--- What the task asks ---
In the account of the cadet inquiry, how many cadets were under arrest?

--- Text ---
____

Thayer directed Worth to head a full Court of Inquiry. Twenty-two cadets, including Davis, were under arrest; seventy others, one-third of the corps, were implicated. Thayer realized that he could not charge so many students: the institution probably could not have survived the shock. Finally, after careful scrutiny and deliberation, the superintendent decided that the nineteen cadets most deeply involved would go before a court-martial; fifty-three others would receive lesser punishments. All nineteen tried by court-martial were convicted and sentenced to be dismissed. Seven, however, were saved by the court’s recommendation of clemency. Thus, one dozen cadets involuntar
ily departed.

____

Stored data:
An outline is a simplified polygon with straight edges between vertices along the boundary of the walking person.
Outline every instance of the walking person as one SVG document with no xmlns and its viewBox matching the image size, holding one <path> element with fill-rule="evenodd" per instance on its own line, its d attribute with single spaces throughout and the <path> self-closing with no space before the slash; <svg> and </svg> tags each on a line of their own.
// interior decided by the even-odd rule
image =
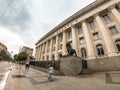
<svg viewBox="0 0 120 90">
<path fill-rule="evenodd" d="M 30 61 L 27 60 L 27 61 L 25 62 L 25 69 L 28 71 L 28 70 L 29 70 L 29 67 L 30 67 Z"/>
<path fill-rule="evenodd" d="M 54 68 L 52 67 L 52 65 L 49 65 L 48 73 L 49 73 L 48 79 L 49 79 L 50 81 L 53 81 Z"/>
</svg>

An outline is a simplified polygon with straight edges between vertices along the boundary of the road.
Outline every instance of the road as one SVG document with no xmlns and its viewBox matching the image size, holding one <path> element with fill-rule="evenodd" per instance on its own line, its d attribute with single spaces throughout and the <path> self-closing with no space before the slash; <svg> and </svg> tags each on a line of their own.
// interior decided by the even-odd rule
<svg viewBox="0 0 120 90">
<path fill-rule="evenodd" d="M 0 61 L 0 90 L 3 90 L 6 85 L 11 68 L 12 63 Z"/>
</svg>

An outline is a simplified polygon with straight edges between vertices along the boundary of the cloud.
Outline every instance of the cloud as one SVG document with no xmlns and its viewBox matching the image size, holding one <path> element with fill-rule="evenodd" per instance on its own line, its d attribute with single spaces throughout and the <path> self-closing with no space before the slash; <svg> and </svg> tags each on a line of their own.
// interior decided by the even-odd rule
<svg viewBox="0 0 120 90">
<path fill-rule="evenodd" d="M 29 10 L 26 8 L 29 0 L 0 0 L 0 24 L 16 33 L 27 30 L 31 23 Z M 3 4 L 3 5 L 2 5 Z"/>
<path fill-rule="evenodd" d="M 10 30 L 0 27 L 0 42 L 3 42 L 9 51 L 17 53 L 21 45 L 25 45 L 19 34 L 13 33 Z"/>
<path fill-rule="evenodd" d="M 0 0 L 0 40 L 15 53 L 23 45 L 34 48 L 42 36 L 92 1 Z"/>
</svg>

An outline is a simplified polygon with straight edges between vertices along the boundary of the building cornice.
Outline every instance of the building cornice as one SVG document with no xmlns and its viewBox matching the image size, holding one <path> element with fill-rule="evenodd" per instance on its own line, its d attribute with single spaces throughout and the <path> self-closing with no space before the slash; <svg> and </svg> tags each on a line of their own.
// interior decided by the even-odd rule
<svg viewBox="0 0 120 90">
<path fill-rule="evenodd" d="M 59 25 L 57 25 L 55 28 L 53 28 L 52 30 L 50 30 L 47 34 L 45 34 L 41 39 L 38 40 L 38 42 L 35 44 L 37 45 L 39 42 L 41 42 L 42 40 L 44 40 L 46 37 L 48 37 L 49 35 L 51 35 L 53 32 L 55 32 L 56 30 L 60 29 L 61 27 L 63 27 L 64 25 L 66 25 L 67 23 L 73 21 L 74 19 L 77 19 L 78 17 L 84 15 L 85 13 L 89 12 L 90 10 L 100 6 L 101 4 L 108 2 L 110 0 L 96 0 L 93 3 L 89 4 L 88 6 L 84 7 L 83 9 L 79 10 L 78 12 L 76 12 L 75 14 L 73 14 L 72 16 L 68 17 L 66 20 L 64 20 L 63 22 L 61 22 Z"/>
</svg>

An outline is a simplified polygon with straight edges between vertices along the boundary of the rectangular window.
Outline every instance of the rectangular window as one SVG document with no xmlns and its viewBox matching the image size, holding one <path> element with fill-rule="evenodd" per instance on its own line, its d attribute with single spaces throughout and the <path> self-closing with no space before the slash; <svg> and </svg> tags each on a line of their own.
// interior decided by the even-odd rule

____

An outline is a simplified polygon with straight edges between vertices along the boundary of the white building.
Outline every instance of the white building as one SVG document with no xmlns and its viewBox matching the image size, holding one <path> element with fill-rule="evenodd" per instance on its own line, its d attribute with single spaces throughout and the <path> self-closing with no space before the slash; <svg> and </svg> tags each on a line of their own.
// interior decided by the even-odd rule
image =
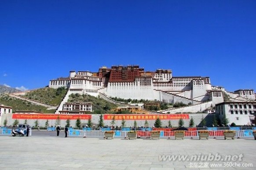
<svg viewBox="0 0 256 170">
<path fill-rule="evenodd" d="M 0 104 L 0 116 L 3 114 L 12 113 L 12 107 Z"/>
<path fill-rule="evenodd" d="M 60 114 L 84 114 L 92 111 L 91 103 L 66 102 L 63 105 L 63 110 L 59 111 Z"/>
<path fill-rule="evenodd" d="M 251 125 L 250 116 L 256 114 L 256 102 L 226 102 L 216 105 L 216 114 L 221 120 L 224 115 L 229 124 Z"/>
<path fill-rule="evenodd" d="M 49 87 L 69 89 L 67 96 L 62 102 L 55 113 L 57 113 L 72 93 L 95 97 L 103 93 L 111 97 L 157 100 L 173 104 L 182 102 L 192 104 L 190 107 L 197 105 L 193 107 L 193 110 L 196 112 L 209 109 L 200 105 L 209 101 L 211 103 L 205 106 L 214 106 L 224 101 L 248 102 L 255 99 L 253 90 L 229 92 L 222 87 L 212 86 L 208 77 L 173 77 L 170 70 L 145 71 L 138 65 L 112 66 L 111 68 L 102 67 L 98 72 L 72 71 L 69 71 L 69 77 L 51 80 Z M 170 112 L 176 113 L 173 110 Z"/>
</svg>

____

--- Expected answer ---
Twenty-two cadets were under arrest.